[Stored records]

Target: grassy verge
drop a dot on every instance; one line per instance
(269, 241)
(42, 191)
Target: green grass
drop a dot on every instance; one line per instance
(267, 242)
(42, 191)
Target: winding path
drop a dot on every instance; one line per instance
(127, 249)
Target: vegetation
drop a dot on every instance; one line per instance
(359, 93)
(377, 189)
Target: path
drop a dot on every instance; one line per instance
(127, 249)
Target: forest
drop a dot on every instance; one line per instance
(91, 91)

#### Given request:
Rewrite all the lines of the items, requests included, adding 5 to each coordinate in the answers.

#### Problem solution:
Target: grassy verge
drop a dot on every instance; one line per instance
(274, 246)
(47, 196)
Target: green grass
drop a dot on every instance; one line per instance
(272, 247)
(47, 196)
Target: winding path
drop a dot on every instance; one line per instance
(132, 254)
Target: vegetation
drop a dot on every instance; one line per instance
(364, 98)
(382, 194)
Target: path
drop a dot on every instance; one line per instance
(132, 254)
Target: forest
drop a dot on every instance; one line per instance
(96, 96)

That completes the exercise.